(Segmentation mask data)
BEGIN

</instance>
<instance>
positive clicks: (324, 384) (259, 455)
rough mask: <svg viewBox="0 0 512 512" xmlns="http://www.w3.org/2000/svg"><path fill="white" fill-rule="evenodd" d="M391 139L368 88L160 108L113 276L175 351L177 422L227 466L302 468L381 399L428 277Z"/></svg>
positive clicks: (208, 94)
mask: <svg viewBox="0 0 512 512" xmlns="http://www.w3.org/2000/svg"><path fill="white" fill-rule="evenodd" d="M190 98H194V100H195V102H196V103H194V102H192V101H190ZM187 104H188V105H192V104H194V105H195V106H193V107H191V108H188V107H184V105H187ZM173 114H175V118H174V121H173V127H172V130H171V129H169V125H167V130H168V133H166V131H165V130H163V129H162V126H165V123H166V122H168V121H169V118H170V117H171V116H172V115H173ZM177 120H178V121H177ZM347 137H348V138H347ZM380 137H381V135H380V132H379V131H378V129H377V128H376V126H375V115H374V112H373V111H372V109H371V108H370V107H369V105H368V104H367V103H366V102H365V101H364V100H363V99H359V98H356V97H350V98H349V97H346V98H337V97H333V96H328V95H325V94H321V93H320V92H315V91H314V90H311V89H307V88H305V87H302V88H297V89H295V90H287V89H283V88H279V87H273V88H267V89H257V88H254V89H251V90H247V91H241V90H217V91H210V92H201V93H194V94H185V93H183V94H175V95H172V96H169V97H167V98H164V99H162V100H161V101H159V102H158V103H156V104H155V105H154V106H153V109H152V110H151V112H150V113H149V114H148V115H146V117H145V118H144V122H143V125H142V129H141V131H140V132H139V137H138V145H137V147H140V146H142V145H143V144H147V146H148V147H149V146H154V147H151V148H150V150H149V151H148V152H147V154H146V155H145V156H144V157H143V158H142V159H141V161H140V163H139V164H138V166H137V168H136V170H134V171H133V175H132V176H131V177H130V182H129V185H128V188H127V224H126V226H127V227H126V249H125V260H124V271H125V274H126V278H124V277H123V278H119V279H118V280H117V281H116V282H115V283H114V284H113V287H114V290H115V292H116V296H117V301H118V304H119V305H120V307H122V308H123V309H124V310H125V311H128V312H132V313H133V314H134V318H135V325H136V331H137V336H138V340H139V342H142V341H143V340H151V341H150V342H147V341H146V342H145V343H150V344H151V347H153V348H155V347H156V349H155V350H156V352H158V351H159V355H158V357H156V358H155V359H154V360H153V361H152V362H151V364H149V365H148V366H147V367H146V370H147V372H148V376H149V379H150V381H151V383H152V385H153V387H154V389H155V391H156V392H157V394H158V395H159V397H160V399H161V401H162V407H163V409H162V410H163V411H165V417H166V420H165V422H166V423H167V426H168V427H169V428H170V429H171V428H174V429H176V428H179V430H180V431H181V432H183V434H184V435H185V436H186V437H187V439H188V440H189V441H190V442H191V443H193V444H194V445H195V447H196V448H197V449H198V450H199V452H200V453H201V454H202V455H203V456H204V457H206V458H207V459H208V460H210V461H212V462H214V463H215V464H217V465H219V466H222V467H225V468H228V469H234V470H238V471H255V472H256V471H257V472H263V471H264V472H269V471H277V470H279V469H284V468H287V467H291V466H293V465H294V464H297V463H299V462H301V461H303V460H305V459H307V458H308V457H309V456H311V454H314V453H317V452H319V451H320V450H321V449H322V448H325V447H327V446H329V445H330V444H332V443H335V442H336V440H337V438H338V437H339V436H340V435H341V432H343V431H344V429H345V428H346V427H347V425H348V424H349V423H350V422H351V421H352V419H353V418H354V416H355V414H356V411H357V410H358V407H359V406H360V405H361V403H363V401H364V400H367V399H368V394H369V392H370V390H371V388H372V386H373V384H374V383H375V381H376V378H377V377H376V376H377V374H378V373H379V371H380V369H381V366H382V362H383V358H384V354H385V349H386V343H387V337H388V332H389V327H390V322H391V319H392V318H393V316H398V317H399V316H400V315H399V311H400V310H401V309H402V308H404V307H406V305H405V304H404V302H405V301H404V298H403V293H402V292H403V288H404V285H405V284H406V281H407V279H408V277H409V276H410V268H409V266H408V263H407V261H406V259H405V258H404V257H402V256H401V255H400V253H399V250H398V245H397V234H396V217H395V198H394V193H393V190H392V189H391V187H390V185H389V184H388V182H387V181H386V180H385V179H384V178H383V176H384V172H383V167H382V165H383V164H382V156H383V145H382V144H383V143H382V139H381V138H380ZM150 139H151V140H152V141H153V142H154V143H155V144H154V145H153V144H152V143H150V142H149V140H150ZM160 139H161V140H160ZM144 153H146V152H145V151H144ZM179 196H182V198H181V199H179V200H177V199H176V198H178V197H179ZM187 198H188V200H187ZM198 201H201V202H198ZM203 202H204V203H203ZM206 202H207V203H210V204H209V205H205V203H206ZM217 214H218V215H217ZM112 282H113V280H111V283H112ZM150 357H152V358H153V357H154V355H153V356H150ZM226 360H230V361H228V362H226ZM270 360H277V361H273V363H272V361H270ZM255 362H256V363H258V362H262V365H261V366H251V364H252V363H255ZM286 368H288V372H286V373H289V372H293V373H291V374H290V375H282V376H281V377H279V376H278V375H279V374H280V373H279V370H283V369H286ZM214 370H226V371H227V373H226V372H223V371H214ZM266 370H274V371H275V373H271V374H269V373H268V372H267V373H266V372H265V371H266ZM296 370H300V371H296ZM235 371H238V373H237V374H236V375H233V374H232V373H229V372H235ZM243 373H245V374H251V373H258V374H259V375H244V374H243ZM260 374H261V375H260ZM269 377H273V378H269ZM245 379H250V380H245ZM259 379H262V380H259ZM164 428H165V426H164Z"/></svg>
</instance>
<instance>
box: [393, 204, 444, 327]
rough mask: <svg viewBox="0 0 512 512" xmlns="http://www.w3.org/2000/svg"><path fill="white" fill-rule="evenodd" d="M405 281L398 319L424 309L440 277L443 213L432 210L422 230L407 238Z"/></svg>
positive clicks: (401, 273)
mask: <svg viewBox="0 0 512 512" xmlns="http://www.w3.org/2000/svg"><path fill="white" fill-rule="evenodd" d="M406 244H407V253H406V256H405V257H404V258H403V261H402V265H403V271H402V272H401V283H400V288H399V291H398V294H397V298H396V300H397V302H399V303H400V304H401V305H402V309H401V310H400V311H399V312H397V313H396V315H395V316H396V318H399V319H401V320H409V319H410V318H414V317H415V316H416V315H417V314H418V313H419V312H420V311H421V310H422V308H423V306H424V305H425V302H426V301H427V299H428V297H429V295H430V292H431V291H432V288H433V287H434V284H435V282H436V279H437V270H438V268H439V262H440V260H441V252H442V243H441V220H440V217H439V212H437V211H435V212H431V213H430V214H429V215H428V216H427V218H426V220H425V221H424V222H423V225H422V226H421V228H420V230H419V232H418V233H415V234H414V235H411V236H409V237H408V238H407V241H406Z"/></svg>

END

_EXERCISE REQUIREMENTS_.
Take the line holding "positive clicks: (401, 273)" and the lines after it through the end of the entries. Retype them exactly and add nothing.

_ANSWER SPACE_.
positive clicks: (401, 273)
mask: <svg viewBox="0 0 512 512" xmlns="http://www.w3.org/2000/svg"><path fill="white" fill-rule="evenodd" d="M406 244H407V253H406V256H405V257H404V258H403V261H402V265H403V271H402V272H401V283H400V288H399V291H398V294H397V298H396V300H397V302H399V303H400V304H401V305H402V309H401V310H400V311H399V312H397V313H396V315H395V316H396V318H399V319H401V320H409V319H410V318H414V317H415V316H416V315H417V314H418V313H419V312H420V311H421V310H422V308H423V306H424V305H425V302H426V301H427V299H428V297H429V295H430V292H431V291H432V288H433V287H434V284H435V282H436V279H437V270H438V268H439V262H440V260H441V252H442V243H441V220H440V217H439V212H437V211H435V212H431V213H430V214H429V215H428V216H427V218H426V220H425V221H424V222H423V225H422V226H421V228H420V230H419V232H418V233H415V234H414V235H411V236H409V237H408V238H407V241H406Z"/></svg>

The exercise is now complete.